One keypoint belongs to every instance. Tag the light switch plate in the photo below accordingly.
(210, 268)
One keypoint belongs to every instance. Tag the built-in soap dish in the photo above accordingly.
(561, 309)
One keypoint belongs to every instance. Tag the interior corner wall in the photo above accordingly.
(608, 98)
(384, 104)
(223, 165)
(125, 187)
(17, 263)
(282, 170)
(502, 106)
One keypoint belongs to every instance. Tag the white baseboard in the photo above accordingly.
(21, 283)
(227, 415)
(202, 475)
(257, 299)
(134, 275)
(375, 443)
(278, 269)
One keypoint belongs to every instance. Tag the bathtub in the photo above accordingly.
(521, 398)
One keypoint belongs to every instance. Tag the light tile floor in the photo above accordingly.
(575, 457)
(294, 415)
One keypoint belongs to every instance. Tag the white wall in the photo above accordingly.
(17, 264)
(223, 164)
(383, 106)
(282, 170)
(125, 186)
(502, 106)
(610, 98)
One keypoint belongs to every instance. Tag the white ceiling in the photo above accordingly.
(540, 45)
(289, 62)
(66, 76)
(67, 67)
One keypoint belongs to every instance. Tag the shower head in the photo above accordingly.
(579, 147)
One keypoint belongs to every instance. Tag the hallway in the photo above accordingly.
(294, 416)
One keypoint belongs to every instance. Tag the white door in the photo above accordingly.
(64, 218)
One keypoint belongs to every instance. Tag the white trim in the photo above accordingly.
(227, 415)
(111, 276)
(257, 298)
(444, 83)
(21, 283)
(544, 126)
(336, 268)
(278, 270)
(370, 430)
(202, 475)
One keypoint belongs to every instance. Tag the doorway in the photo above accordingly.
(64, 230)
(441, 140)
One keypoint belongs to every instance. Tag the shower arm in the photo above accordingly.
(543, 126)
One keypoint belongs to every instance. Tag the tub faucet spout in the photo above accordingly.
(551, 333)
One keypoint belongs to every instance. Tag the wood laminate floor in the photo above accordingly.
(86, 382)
---+---
Reproduce all of the lines above word for word, keeping them in their original order and changing nothing.

One keypoint belongs to every instance. Tag the light switch plate in the photo below accordingly.
(210, 268)
One keypoint belongs to every instance. Tag the built-in soap dish in the photo above accordingly.
(561, 309)
One keypoint belongs to every instance. Tag the interior corner wall in the photo above accordingly.
(608, 98)
(384, 104)
(223, 165)
(125, 187)
(17, 263)
(282, 170)
(502, 106)
One keypoint belongs to every instance. Tag the white baseboard in the photo above accordingly.
(21, 283)
(227, 415)
(202, 475)
(257, 299)
(134, 275)
(375, 443)
(278, 269)
One keypoint belongs to every instance. Tag the bathtub in the photo above accordingly.
(521, 398)
One keypoint belongs to every instance. Tag the light tile floor in the photo above accordingly.
(575, 457)
(294, 415)
One keypoint belongs to every instance. Tag the white wall in the photo above accordingly.
(17, 264)
(223, 164)
(383, 106)
(282, 170)
(125, 186)
(502, 106)
(610, 98)
One keypoint belongs to every instance. Tag the white ceiling in the photo above accordingly.
(540, 45)
(289, 62)
(66, 76)
(67, 67)
One keypoint belongs to every instance. Tag the shower head in the photo above accordingly.
(579, 147)
One keypoint belongs to every instance. Tag the hallway in the photo above accordingly.
(294, 416)
One keypoint belongs to every instance. Tag the white door in the photo above accordingly.
(64, 218)
One keypoint belongs to every instance. Tag the white trim in the photo above accordingly.
(227, 415)
(111, 276)
(257, 298)
(444, 83)
(21, 283)
(544, 126)
(336, 268)
(278, 270)
(370, 430)
(202, 475)
One keypoint belongs to every instance. Tag the doorway in the photo above accordingly.
(64, 230)
(441, 140)
One keypoint belongs to every instance. Tag the shower arm in the photo above accordingly.
(543, 126)
One keypoint belongs to every instance. Tag the tub faucet spout in the photo above accordingly.
(551, 333)
One keypoint belongs to every instance. Tag the wood laminate floor in the photo above accordingly.
(86, 382)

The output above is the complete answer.